[Collection entries]
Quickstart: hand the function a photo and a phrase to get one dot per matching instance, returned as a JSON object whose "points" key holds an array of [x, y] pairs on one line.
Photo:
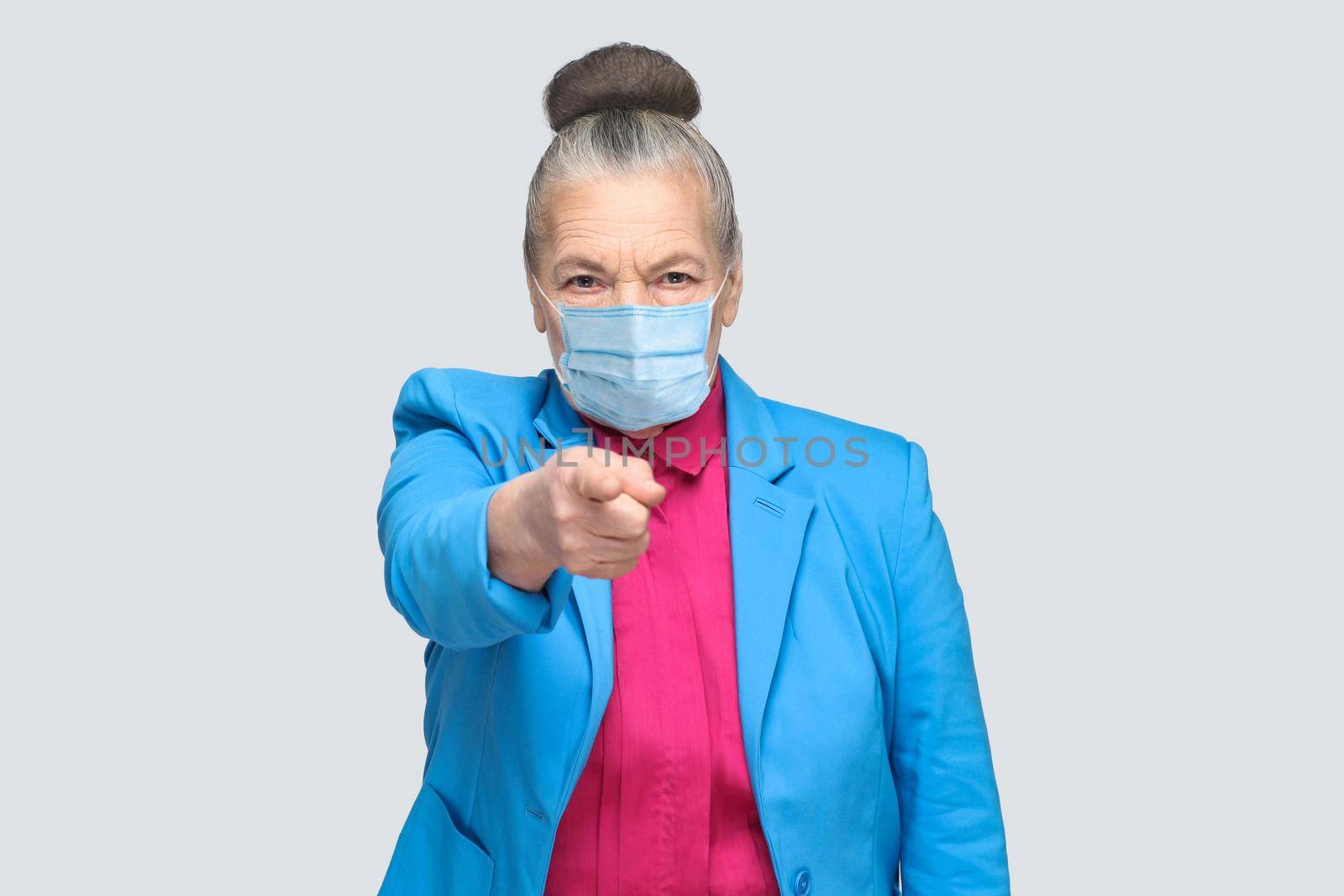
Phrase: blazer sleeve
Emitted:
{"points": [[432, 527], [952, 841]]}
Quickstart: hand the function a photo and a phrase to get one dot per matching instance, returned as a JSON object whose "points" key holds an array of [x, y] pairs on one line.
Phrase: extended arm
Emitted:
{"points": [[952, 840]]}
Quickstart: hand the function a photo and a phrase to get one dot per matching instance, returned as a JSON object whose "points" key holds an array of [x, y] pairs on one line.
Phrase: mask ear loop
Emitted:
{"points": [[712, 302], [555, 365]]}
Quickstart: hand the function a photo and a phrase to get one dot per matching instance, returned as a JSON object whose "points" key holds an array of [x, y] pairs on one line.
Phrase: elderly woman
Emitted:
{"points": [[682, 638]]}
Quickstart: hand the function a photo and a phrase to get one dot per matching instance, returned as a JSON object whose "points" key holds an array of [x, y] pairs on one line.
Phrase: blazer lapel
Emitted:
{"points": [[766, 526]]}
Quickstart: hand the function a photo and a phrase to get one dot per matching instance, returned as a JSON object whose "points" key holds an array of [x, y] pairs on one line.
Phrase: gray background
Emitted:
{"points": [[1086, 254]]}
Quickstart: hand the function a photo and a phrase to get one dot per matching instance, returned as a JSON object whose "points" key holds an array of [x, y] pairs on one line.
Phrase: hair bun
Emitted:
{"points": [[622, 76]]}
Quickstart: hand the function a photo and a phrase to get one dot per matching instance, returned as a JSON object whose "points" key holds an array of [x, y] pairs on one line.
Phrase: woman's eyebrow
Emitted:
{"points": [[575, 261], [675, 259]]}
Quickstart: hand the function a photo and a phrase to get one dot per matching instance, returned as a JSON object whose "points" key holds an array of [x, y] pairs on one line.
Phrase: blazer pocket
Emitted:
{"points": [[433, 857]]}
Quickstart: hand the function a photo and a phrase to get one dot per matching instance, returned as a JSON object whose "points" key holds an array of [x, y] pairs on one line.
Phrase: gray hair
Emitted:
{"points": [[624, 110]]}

# Goal of the exercise
Find the string "blazer" in the entries above and return each line that holds it.

# Result for this exercise
Phrase: blazer sleeve
Phrase: blazer lapel
Phrase: blazer pocket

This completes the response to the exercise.